CONSEGNA:
Modifica il passo del testo sull'industria intelligente che parte da "Una delle sfide" e termina con "ampie del processo.", riscrivendolo con "colletto blu" al posto di "blue collar".
------ TESTO ESTRATTO ------
Al di là della fondatezza di questi scenari e della loro concreta applicabilità al mercato del lavoro europeo, l’industria intelligente sta cambiando il mix professionale e il profilo delle figure del lavoro manifatturiero, a partire da quelle più emblematiche: l’operaio e l’ingegnere.

Nel ‘900 la tendenza nelle grandi fabbriche è stata la progressiva banalizzazione del lavoro operaio, ridotto a mansioni ripetitive e di scarsa complessità – anche se non mancarono alternative a questa visione, poiché nella fabbrica “reale” i saperi operai sono da sempre più importanti di quanto non sia consegnato alla memoria. Da tempo, nelle imprese intelligenti, la predisposizione degli ambienti, il design delle postazioni, la definizione dei movimenti prevedono il coinvolgimento degli operatori, perché l’esperienza diretta, la conoscenza dei colli di bottiglia costituisce un sapere da codificare e incorporare nella progettazione dei processi.

Una delle sfide delle organizzazioni intelligenti è la gestione della variabilità del ciclo, poiché la personalizzazione implica variabilità, ma anche incertezza. La discontinuità del flusso presuppone che gli operatori non agiscano come sorveglianti delle macchine (o applicatori acritici delle procedure), senza conoscere il senso di ciò che accade. Ma per garantire il livello richiesto di interazione col flusso, chi lavora in produzione deve essere più istruito, polivalente, cooperante e comunicativo. È un blue collar aumentato, ovvero dotato di apparati di elaborazione digitale, magari in mobilità, per il monitoraggio di un processo che restituisce in tempo reale i dati relativi al ciclo. Egli non interviene manualmente nel ciclo e non opera con una sola macchina, ma si dedica al controllo di più fasi, più macchinari, frazioni ampie del processo.

Altra questione cruciale è alimentare le funzioni che danno intelligenza alle macchine, compito che spetta all’ingegneria dei processi, al set-up, alle informazioni che istruiscono il ciclo. Si osserva sempre più spesso, nei reparti come negli uffici, la presenza di un ingegnere di nuova concezione che opera in gruppi multidisciplinari, in forte integrazione con i responsabili di funzioni a monte e a valle. Le attività di ingegnerizzazione si strutturano in base a processi collaborativi che ottimizzano i tempi della progettazione spaccando la sequenzialità delle fasi, dal concetto alla produzione. Per questo complesso di ragioni si registra presso diversi management l’orientamento a ringiovanire la compagine dei progettisti, cercando figure meno “conservative”, più aperte al cambiamento.
------ MATERIALE FORNITO ------
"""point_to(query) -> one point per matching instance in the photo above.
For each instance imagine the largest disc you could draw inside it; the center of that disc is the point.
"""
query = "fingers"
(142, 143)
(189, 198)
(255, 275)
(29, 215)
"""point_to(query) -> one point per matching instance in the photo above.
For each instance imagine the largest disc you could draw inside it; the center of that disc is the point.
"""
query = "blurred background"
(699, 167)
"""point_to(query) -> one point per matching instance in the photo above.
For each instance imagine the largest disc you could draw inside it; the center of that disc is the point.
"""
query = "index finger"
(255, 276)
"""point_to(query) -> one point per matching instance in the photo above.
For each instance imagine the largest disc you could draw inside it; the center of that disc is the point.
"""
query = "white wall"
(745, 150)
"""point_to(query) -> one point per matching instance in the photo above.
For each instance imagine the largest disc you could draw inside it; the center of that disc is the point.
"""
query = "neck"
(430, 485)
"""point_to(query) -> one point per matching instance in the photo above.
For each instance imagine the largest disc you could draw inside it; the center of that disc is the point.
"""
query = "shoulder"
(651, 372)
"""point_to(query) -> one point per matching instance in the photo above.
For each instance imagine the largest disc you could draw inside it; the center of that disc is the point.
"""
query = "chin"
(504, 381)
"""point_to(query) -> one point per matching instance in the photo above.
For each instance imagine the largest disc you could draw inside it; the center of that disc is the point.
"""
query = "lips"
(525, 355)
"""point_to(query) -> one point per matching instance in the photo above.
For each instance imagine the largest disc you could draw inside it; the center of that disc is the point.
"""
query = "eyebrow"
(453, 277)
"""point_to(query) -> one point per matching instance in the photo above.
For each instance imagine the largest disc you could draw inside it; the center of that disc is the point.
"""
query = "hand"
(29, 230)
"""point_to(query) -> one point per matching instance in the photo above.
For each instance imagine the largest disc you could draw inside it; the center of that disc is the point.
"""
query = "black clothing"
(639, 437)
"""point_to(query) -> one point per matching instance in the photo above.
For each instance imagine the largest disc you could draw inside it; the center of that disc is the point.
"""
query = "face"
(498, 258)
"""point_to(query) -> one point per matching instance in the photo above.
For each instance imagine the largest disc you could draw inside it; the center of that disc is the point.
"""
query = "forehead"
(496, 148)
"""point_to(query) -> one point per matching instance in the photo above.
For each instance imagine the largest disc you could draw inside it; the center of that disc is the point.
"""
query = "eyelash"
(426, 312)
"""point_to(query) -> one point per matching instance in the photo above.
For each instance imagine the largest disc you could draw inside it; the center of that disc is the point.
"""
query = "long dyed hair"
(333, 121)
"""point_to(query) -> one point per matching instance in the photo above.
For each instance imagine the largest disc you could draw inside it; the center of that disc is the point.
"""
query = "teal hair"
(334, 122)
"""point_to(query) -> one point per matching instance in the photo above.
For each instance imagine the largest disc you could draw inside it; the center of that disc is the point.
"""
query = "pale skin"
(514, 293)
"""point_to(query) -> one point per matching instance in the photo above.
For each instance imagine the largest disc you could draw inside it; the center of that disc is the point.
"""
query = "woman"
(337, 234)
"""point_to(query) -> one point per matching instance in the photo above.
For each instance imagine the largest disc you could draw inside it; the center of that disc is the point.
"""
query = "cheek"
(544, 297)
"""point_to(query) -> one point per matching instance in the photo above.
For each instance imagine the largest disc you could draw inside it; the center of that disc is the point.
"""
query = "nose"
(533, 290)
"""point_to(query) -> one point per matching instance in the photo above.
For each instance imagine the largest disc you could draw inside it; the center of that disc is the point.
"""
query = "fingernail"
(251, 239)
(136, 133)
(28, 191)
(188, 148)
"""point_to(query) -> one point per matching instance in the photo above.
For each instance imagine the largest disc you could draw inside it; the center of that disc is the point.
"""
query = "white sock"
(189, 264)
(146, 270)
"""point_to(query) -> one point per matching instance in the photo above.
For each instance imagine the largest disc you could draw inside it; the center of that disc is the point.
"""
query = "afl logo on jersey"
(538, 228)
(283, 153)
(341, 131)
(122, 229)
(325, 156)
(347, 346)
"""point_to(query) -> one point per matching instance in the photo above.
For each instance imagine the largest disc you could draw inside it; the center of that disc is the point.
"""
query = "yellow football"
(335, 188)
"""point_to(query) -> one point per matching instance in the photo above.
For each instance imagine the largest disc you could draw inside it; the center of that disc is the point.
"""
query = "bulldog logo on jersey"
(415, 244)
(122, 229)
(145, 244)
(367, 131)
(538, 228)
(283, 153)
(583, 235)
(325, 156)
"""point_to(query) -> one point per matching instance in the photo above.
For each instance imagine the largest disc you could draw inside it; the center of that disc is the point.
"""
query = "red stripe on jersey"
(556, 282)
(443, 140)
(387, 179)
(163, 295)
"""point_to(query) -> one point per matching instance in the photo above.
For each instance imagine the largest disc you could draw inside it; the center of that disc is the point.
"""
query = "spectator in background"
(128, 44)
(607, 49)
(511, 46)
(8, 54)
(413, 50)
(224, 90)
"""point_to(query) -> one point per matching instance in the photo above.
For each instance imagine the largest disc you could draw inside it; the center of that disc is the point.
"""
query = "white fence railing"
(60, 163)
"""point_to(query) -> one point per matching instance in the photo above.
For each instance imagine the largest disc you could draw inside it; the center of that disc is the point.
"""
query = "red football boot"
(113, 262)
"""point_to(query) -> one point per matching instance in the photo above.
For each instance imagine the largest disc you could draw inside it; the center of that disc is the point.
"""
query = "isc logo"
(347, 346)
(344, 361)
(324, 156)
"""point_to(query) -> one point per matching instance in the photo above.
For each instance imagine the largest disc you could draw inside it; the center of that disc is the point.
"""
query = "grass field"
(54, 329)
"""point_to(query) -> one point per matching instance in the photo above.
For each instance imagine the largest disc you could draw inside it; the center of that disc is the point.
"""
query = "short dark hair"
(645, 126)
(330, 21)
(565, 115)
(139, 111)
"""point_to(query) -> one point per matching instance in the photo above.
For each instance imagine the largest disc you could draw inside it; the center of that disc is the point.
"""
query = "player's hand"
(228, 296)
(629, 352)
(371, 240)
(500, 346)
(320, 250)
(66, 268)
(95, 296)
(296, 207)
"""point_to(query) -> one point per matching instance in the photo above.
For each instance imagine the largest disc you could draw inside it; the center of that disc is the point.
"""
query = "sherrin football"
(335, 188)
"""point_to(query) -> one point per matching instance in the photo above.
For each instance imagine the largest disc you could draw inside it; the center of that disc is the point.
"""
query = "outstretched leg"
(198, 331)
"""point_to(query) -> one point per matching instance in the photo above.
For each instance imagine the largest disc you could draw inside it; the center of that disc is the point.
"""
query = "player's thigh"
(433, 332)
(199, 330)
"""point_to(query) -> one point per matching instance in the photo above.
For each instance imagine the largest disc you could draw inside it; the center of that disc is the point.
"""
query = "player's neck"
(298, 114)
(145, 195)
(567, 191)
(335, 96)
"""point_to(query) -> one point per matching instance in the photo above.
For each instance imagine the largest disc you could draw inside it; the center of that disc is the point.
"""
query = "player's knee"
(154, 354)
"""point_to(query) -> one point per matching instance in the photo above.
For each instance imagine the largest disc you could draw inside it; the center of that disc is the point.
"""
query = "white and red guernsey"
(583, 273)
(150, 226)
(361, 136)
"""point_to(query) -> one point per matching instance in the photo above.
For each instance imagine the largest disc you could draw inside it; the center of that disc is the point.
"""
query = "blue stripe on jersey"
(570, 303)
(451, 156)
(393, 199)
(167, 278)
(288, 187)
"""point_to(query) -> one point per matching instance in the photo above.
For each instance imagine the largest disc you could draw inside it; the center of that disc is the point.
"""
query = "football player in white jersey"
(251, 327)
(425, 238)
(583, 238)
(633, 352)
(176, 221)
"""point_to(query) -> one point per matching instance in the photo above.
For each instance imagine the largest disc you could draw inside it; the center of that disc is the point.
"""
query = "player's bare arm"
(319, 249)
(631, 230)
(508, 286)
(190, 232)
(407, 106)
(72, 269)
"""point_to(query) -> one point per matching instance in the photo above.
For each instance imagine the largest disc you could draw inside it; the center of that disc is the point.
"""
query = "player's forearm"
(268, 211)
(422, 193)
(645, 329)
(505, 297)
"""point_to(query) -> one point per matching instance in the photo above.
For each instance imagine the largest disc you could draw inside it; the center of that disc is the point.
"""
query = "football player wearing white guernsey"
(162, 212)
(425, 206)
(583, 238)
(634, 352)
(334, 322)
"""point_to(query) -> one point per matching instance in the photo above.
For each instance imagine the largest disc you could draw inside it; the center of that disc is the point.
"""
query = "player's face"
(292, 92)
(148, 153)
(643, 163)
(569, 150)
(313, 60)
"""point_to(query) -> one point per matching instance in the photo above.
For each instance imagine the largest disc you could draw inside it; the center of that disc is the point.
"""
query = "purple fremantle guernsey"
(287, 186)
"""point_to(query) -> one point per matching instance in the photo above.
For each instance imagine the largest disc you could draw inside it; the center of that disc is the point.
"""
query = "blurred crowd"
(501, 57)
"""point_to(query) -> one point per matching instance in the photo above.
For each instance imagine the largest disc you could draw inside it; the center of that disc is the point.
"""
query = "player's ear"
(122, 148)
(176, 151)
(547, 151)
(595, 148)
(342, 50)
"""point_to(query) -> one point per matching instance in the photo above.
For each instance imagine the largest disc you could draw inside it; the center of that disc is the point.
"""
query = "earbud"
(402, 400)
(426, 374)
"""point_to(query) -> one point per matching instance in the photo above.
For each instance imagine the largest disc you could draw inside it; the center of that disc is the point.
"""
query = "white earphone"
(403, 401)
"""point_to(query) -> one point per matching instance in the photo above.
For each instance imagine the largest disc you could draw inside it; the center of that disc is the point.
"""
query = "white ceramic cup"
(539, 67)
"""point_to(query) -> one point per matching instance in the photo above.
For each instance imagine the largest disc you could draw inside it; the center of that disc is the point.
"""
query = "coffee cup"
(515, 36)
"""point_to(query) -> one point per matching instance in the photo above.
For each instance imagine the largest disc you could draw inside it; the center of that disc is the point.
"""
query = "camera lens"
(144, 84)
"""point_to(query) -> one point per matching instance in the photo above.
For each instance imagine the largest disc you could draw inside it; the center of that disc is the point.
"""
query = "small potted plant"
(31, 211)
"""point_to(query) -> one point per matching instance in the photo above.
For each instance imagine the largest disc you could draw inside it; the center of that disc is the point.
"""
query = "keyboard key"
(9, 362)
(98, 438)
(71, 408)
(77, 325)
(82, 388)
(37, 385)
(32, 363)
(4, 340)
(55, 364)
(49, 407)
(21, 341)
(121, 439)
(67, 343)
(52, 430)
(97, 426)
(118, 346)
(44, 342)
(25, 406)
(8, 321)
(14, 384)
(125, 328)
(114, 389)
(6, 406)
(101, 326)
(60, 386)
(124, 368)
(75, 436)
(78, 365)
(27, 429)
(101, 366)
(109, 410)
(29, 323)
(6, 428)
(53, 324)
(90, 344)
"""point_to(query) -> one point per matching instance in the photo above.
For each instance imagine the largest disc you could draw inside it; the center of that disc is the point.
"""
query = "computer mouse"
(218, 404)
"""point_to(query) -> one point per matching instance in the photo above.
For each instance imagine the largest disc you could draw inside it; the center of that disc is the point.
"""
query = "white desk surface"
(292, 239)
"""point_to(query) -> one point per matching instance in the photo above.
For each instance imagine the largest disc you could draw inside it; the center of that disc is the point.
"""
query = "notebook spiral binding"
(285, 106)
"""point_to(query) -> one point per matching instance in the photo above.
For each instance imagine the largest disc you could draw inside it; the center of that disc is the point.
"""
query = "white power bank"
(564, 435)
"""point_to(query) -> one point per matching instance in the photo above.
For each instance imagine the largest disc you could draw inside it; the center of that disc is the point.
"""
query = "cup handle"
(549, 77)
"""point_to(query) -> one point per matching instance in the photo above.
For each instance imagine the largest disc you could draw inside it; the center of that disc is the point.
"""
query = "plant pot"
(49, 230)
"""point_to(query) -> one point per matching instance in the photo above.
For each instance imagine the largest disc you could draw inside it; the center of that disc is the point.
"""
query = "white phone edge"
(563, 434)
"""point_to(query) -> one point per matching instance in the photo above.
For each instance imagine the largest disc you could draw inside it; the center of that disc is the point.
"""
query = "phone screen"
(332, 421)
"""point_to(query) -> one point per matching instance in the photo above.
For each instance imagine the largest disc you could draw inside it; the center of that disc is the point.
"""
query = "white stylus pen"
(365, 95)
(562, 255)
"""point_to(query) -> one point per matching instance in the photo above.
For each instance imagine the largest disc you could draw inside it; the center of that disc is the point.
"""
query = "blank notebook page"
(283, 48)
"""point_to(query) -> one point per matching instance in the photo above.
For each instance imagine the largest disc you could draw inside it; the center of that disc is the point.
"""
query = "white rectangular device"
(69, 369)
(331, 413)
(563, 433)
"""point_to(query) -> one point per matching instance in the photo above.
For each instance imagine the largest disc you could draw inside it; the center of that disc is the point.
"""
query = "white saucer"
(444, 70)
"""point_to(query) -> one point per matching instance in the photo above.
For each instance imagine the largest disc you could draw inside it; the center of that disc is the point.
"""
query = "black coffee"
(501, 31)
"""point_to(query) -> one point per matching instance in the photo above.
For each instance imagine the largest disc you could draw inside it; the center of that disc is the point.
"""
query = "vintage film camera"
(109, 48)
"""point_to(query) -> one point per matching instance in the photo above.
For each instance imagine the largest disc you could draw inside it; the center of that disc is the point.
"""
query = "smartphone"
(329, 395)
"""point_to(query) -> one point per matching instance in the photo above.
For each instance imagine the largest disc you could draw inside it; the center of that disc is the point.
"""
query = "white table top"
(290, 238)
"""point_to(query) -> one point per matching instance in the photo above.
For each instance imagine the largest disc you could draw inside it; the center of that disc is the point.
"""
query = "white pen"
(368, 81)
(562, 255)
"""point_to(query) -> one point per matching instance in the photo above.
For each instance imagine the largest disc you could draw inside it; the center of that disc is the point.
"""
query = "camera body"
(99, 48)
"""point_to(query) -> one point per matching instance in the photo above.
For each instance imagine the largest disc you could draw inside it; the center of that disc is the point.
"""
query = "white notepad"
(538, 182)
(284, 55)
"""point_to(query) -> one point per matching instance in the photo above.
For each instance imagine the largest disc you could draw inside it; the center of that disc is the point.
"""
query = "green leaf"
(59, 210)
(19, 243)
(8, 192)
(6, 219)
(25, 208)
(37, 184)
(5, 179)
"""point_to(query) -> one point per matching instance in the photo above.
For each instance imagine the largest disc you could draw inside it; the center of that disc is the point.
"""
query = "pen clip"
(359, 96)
------
RISULTATO:
Una delle sfide delle organizzazioni intelligenti è la gestione della variabilità del ciclo, poiché la personalizzazione implica variabilità, ma anche incertezza. La discontinuità del flusso presuppone che gli operatori non agiscano come sorveglianti delle macchine (o applicatori acritici delle procedure), senza conoscere il senso di ciò che accade. Ma per garantire il livello richiesto di interazione col flusso, chi lavora in produzione deve essere più istruito, polivalente, cooperante e comunicativo. È un colletto blu aumentato, ovvero dotato di apparati di elaborazione digitale, magari in mobilità, per il monitoraggio di un processo che restituisce in tempo reale i dati relativi al ciclo. Egli non interviene manualmente nel ciclo e non opera con una sola macchina, ma si dedica al controllo di più fasi, più macchinari, frazioni ampie del processo.